Science Media Centre
- Abbreviation: SMC
- Formation: 2000; 26 years ago
- Legal status: Charitable company
- Purpose: Science and society in the UK
- Location: Wellcome Trust, 215 Euston Road, London, NW1 2BE;
- Region served: UK
- Members: 60 science organisations
- Director: Fiona Fox
- Website: http://www.sciencemediacentre.org

= Science Media Centre =

British charitable organization

The Science Media Centre is a charitable company, first formed in 2002, two years after the United Kingdom House of Lords select committee on Science and Technology's third report on "Science and Society" in 2000.
This report stated that while science was generally reported accurately in the mass media, there was a need for the promotion of more expert information at times when science is under attack in the headlines, mentioning the public reaction to GM crops, in particular.

The Science Media Centre's purpose is to connect journalists with reliable and up-to-date sources of scientific information. It has also been criticised for bias and undeclared conflicts of interest.

==Functions==
In order to promote more informed science in the media, the centre's main function is as a service to journalists, providing background briefings on current scientific issues and facilitating interviews with scientists. Comments are also sourced from scientists about breaking news stories, to provide an independent expert commentary on the news, so that press releases have some peer review. Independence means from the breaking news story, and scientists commenting are asked to declare any competing interests they have with their comment.

Its director is Fiona Fox who is a former member of the Revolutionary Communist Party and a former contributor to its magazine Living Marxism.

● **Problems and tasks**:
A: In the Science Media Centre text, what are scientists who comment on breaking news asked to declare?
B: Transcribe the passage of the Science Media Centre text starting with "The Science Media Centre's" and going on through "magazine Living Marxism.".
These lines come from a source unrelated to the text.

Natural language descriptions of regions
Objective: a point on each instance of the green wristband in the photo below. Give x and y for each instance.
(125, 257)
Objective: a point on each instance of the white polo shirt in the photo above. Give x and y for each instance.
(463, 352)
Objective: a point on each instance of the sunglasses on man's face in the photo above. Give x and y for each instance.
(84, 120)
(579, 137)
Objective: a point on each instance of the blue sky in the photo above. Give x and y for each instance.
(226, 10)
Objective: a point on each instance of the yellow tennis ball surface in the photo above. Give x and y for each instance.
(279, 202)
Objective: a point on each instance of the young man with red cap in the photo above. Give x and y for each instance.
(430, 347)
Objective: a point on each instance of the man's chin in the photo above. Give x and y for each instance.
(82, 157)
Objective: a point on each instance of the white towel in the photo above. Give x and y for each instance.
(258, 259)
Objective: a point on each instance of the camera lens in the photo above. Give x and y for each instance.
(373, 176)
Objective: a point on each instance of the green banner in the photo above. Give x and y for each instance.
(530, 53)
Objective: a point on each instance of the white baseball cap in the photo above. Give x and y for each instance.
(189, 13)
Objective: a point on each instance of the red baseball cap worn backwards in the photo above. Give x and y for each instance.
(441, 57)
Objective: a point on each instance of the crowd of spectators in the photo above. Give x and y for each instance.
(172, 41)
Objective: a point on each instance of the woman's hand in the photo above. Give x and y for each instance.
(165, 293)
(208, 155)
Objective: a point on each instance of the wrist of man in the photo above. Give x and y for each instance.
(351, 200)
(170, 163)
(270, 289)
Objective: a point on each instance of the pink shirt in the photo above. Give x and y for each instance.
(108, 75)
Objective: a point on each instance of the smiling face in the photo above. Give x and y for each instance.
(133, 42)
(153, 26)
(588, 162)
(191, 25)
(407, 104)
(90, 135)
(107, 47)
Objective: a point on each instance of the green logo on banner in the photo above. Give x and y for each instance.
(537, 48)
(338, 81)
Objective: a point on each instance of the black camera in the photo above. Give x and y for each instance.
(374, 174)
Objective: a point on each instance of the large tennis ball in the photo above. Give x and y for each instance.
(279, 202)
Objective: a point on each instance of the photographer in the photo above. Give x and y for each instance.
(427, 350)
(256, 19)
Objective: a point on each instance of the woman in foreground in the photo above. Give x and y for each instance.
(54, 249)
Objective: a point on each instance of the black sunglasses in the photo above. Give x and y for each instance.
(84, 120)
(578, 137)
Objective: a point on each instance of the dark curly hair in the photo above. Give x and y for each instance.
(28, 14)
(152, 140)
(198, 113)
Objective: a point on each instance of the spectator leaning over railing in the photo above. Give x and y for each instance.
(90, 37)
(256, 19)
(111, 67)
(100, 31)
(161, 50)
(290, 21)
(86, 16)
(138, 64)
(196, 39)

● **Results for each task**:
A: They are asked to declare any competing interests they have with their comment.

B:
The Science Media Centre's purpose is to connect journalists with reliable and up-to-date sources of scientific information. It has also been criticised for bias and undeclared conflicts of interest.

==Functions==
In order to promote more informed science in the media, the centre's main function is as a service to journalists, providing background briefings on current scientific issues and facilitating interviews with scientists. Comments are also sourced from scientists about breaking news stories, to provide an independent expert commentary on the news, so that press releases have some peer review. Independence means from the breaking news story, and scientists commenting are asked to declare any competing interests they have with their comment.

Its director is Fiona Fox who is a former member of the Revolutionary Communist Party and a former contributor to its magazine Living Marxism.